• _Exercise directions_: Output the lines that follow exactly as they are.

• _Rows_:
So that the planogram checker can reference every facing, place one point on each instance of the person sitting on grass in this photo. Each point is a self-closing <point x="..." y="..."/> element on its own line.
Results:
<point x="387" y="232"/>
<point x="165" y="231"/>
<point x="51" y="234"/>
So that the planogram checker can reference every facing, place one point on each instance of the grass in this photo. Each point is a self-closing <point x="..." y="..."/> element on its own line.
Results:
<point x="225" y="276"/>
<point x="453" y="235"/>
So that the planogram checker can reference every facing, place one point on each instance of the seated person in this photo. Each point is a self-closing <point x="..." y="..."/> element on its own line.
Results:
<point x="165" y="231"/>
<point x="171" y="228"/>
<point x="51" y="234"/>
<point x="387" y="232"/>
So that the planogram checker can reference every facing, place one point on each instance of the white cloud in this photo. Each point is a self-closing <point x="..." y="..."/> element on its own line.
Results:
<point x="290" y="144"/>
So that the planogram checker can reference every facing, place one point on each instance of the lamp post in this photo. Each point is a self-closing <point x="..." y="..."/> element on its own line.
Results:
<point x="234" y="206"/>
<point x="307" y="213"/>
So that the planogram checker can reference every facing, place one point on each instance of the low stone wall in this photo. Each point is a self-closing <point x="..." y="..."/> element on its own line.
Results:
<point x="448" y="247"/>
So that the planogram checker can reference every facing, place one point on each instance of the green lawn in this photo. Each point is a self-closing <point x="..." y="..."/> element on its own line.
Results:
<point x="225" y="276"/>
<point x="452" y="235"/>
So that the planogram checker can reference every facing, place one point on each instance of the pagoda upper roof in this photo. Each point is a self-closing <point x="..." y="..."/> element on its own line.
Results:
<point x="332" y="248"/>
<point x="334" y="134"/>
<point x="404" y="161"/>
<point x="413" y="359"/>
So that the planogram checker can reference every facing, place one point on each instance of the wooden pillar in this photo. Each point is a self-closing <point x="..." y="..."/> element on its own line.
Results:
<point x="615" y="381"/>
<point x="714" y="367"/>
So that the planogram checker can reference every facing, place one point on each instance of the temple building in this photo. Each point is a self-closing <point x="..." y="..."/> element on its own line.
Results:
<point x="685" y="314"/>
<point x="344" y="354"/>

• _Output of the task_:
So that the planogram checker can reference every facing, place one point on each instance of the person sitting on grass in this photo. Each point is a self-closing <point x="..." y="..."/> element on its own line.
Results:
<point x="387" y="232"/>
<point x="165" y="231"/>
<point x="51" y="234"/>
So that the planogram checker can reference every facing, place one point on each instance of the grass in this photo. Each point is a self-closing <point x="..." y="..."/> element on its own line.
Results:
<point x="225" y="276"/>
<point x="453" y="235"/>
So that the planogram checker can reference every facing, place one point on each instance of the seated person in this photo. Each point is a self-closing <point x="..." y="..."/> element on its own line.
Results:
<point x="165" y="231"/>
<point x="171" y="228"/>
<point x="51" y="234"/>
<point x="387" y="232"/>
So that the planogram checker can reference every facing, place one point on each instance of the white cloud in this photo. Each point is a self-closing <point x="..." y="..."/> element on its own line.
Results:
<point x="290" y="144"/>
So that the planogram checker can reference every facing, place one point on each instance of the lamp post in this photo. Each point is a self-closing <point x="..." y="..."/> element on its own line.
Results:
<point x="234" y="206"/>
<point x="307" y="213"/>
So that the planogram checker can reference every facing, place one point on each instance of the low stone wall in this photo. Each point is a self-closing <point x="..." y="..."/> element on its own line.
Results:
<point x="448" y="247"/>
So that the planogram checker can reference every facing, place one point on each instance of the green lawn in this photo. Each point is a self-closing <point x="..." y="..."/> element on its own line.
Results:
<point x="225" y="276"/>
<point x="452" y="235"/>
So that the planogram checker can reference every facing, place one point on each instance of the pagoda upper roof in this photo. Each point is a self-closing <point x="..." y="..."/> element on its own line.
Results:
<point x="332" y="248"/>
<point x="334" y="134"/>
<point x="404" y="161"/>
<point x="413" y="359"/>
So that the planogram checker can reference every facing, place one point on each instance of the wooden pillar in this photo. Each point is a self-closing <point x="..." y="..."/> element on its own line.
Results:
<point x="615" y="381"/>
<point x="714" y="367"/>
So that the planogram checker can reference every facing, place one point on each instance of the temple building in this photo. Each point is a self-closing <point x="..." y="..."/> element on its own line.
Results:
<point x="685" y="314"/>
<point x="344" y="354"/>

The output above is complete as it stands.